Instructions to follow: Rewrite the lines from the one containing "One point goes on every instance of the rippled" through the end, substituting "sea" for "ocean" and leaving everything else unchanged.

━━━━━ Material for this exercise

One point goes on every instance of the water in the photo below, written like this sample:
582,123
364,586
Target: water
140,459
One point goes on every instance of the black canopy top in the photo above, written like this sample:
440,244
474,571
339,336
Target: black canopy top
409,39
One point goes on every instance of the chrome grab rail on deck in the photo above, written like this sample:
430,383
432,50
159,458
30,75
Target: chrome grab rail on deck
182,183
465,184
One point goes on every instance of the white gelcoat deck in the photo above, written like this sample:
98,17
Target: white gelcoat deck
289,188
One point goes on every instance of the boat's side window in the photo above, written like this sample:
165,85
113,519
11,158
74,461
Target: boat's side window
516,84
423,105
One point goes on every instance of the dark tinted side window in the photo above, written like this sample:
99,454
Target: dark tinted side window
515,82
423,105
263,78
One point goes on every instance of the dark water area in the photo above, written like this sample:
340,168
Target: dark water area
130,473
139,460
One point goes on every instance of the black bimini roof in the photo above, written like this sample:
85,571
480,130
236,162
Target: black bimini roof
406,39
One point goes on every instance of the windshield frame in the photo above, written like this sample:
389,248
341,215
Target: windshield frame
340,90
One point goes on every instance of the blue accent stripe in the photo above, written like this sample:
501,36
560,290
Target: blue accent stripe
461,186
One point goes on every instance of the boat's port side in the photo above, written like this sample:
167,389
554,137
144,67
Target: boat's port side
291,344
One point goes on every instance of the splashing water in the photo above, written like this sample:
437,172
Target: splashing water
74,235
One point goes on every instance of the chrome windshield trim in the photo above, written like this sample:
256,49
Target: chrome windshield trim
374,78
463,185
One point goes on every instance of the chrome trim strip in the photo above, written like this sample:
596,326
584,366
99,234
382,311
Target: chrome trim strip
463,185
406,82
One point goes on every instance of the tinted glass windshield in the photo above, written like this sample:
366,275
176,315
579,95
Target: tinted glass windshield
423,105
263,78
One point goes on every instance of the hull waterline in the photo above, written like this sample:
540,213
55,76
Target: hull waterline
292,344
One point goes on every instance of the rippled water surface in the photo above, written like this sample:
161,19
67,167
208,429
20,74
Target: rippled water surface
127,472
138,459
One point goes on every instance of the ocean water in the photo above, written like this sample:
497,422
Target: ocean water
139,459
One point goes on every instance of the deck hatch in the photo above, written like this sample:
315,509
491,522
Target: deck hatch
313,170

━━━━━━━━━━

Final result:
One point goes on every instance of the rippled water surface in the photo above, written like this sample:
161,19
67,167
208,429
20,74
Target: rippled water surface
127,472
138,459
One point goes on every instance of the sea water in the photo above, written like this sample:
497,422
Target: sea water
139,459
One point goes on every instance of the deck hatch in the photo above, written like this sample:
315,509
491,522
Target: deck hatch
313,170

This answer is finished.